Records from a point labeling set:
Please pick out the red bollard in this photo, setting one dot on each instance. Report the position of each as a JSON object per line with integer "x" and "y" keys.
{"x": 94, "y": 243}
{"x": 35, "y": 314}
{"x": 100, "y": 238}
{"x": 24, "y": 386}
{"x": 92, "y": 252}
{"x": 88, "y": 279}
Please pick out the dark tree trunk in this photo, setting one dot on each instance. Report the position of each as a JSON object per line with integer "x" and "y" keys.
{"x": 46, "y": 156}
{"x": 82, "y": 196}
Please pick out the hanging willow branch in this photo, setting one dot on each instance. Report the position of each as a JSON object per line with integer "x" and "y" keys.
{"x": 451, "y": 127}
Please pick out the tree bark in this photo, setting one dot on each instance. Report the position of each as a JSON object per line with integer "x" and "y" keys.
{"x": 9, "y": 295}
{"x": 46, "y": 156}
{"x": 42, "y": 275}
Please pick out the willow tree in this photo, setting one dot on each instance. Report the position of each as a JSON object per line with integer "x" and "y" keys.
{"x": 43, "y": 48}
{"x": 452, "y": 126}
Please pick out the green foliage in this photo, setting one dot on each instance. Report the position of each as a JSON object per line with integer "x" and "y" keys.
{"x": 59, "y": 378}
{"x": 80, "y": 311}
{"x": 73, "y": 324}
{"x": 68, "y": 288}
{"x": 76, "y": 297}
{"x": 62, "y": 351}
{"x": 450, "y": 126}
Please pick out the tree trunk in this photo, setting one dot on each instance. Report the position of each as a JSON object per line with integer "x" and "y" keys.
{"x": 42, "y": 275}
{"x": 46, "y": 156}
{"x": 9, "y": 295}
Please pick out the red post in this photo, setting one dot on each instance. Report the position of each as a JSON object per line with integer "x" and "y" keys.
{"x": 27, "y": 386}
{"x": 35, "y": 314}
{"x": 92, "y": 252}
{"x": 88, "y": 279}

• **AIM**: Every entry should be printed again exactly as it stands.

• **ANSWER BELOW**:
Please pick out the red bollard in this photo, setting one dot on each instance. Report the position of each as a JSON object per line with integer "x" and "y" keys.
{"x": 94, "y": 243}
{"x": 35, "y": 314}
{"x": 100, "y": 238}
{"x": 24, "y": 386}
{"x": 92, "y": 252}
{"x": 88, "y": 279}
Please pick out the dark tree trunk in this photo, setting one dot on each instance. Report the position of each as a JSON object per line with integer "x" and "y" keys.
{"x": 46, "y": 156}
{"x": 82, "y": 196}
Please pick out the hanging willow branch in this photo, setting one dot on each instance. Report the position of each as a JSON object per line with integer "x" and "y" keys.
{"x": 451, "y": 127}
Please pick out the tree bark in this photo, setting one dot on each instance. Report the position of each as a JSON object per line with integer "x" and "y" keys.
{"x": 9, "y": 295}
{"x": 46, "y": 156}
{"x": 42, "y": 275}
Please pick out the willow tree in this photo, setting one dot on each instance. Report the position of each as a JSON object per line with integer "x" and "y" keys.
{"x": 43, "y": 48}
{"x": 452, "y": 126}
Please pick out the green foliage in this photo, setting one dot on each instance. Report the position of each as a JSON object per line with integer "x" and "y" keys.
{"x": 59, "y": 378}
{"x": 80, "y": 311}
{"x": 73, "y": 324}
{"x": 68, "y": 288}
{"x": 76, "y": 297}
{"x": 62, "y": 351}
{"x": 450, "y": 126}
Please pick out the tree trunk in this photo, setting one dot on each instance. Report the position of each as a JSON object per line with integer "x" and "y" keys.
{"x": 42, "y": 275}
{"x": 46, "y": 156}
{"x": 9, "y": 295}
Please pick out the red post in this photo, setting one dot on each instance. Report the position of each as a JSON object per line with integer "x" and "y" keys.
{"x": 27, "y": 386}
{"x": 35, "y": 314}
{"x": 92, "y": 252}
{"x": 88, "y": 279}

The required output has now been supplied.